- _TEXT EXCERPT_
____________

Skip to main content
Vespa provides native support for ONNX (Open Neural Network Exchange) models, enabling you to deploy machine learning models from PyTorch, TensorFlow, scikit-learn, and other frameworks.

Overview

ONNX models can be used for:
  • Ranking - Score documents during search
  • Embeddings - Generate vector representations
  • Feature extraction - Transform data for downstream tasks
  • Stateless inference - Serve predictions via REST API
Vespa evaluates ONNX models using ONNX Runtime, providing high-performance inference on CPU and GPU.

Adding ONNX Models

1

Export Your Model to ONNX

Convert your trained model to ONNX format:
import torch
import torch.onnx

# Load your PyTorch model
model = MyModel()
model.load_state_dict(torch.load('model.pt'))
model.eval()

# Create dummy input
dummy_input = torch.randn(1, 10)

# Export to ONNX
torch.onnx.export(
    model,
    dummy_input,
    "my_model.onnx",
    input_names=['input'],
    output_names=['output'],
    dynamic_axes={
        'input': {0: 'batch_size'},
        'output': {0: 'batch_size'}
    },
    opset_version=14
)
2

Add Model to Application Package

Place the ONNX file in your application’s models/ directory:
my-app/
├── services.xml
├── schemas/
│   └── doc.sd
└── models/
    └── my_model.onnx
3

Declare Model in Schema

Reference the model in your schema file:
schema doc {
    onnx-model my_model {
        file: models/my_model.onnx
        input input: my_input_expression
        output output: my_output
    }
}
4

Use Model in Ranking

Reference the model in rank profiles:
rank-profile with_onnx {
    function my_input_expression() {
        expression: tensor<float>(d0[10]):[1,2,3,4,5,6,7,8,9,10]
    }
    
    first-phase {
        expression: onnx(my_model).output
    }
}

Model Configuration

Basic Declaration

Declare an ONNX model in your schema:
onnx-model classifier {
    file: models/classifier.onnx
}

Input Mapping

Map ONNX input names to Vespa expressions:
onnx-model scorer {
    file: models/scorer.onnx
    
    # Map ONNX inputs to Vespa features
    input input_ids: tokenSequence
    input attention_mask: tokenMask
    input segment_ids: tokenTypes
}
// From: config-model/src/main/java/com/yahoo/schema/OnnxModel.java:57-84
private String validateInputSource(String source) {
    var optRef = Reference.simple(source);
    if (optRef.isPresent()) {
        Reference ref = optRef.get();
        // input can be one of:
        // attribute(foo), query(foo), constant(foo)
        if (FeatureNames.isSimpleFeature(ref)) {
            return ref.toString();
        }
        // or a function (evaluated by backend)

____________

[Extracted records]
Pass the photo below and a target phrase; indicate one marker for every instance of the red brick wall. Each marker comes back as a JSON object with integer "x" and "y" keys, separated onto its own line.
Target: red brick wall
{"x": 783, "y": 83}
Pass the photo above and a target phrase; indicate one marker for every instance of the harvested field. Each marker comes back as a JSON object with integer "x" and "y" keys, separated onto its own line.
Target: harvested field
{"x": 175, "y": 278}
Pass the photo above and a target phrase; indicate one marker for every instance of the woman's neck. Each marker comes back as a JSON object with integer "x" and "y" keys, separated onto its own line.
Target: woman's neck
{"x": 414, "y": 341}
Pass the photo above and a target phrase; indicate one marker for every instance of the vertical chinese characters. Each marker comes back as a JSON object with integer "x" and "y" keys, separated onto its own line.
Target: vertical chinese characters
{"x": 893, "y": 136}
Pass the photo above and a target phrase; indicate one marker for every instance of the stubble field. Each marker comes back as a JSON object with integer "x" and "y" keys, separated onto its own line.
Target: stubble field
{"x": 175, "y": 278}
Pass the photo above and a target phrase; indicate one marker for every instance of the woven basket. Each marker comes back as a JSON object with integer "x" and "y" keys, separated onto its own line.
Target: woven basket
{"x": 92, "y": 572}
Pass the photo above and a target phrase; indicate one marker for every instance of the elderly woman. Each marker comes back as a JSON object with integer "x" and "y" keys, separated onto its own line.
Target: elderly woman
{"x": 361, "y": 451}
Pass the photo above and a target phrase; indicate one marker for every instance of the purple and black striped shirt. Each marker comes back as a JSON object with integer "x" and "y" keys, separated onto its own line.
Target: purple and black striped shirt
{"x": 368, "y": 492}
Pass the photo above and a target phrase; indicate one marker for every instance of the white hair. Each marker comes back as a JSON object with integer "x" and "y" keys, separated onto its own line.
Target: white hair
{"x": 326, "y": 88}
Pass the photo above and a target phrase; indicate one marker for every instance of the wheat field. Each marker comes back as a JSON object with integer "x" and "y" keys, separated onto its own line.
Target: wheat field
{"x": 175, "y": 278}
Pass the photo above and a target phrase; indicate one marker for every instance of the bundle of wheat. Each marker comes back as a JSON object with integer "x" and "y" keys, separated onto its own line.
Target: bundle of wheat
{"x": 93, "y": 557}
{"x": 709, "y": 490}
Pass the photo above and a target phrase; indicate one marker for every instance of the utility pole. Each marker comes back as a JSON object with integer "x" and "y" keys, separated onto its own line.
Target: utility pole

____________

- _WHAT YOU WILL DO_
A: From the Vespa ONNX documentation, output the passage between "Convert your trained" and "dummy_input = torch.randn(1, 10)", inclusive.
B: In the Vespa ONNX documentation, what does Vespa use to evaluate ONNX models?
C: Take the Vespa ONNX documentation further, picking up right after its last line.

- _ANSWERS_
A:
Convert your trained model to ONNX format:
import torch
import torch.onnx

# Load your PyTorch model
model = MyModel()
model.load_state_dict(torch.load('model.pt'))
model.eval()

# Create dummy input
dummy_input = torch.randn(1, 10)

B: ONNX Runtime

C:
        if (ref.isSimpleRankingExpressionWrapper()) {
            var arg = ref.simpleArgument();
            if (arg.isPresent()) {
                return ref.toString();
            }
        }
    } else {
        // otherwise it must be an identifier
        Reference ref = Reference.fromIdentifier(source);
        return ref.toString();
    }
    // invalid input source
    throw new IllegalArgumentException("invalid input for ONNX model " + getName() + ": " + source);
}
Valid input sources:
  • attribute(field_name) - Document attribute
  • query(param_name) - Query parameter
  • constant(const_name) - Ranking constant
  • Function names defined in the rank profile

Output Mapping

Map ONNX output names to Vespa identifiers:
onnx-model encoder {
    file: models/encoder.onnx
    output embeddings: last_hidden_state
    output pooled: pooler_output
}
Reference outputs in ranking:
rank-profile semantic {
    first-phase {
        expression: onnx(encoder).embeddings
    }
}

ONNX Runtime Configuration

Configure ONNX Runtime execution in services.xml:
<container id="default" version="1.0">
  <component id="ai.vespa.modelintegration.evaluator.OnnxRuntime"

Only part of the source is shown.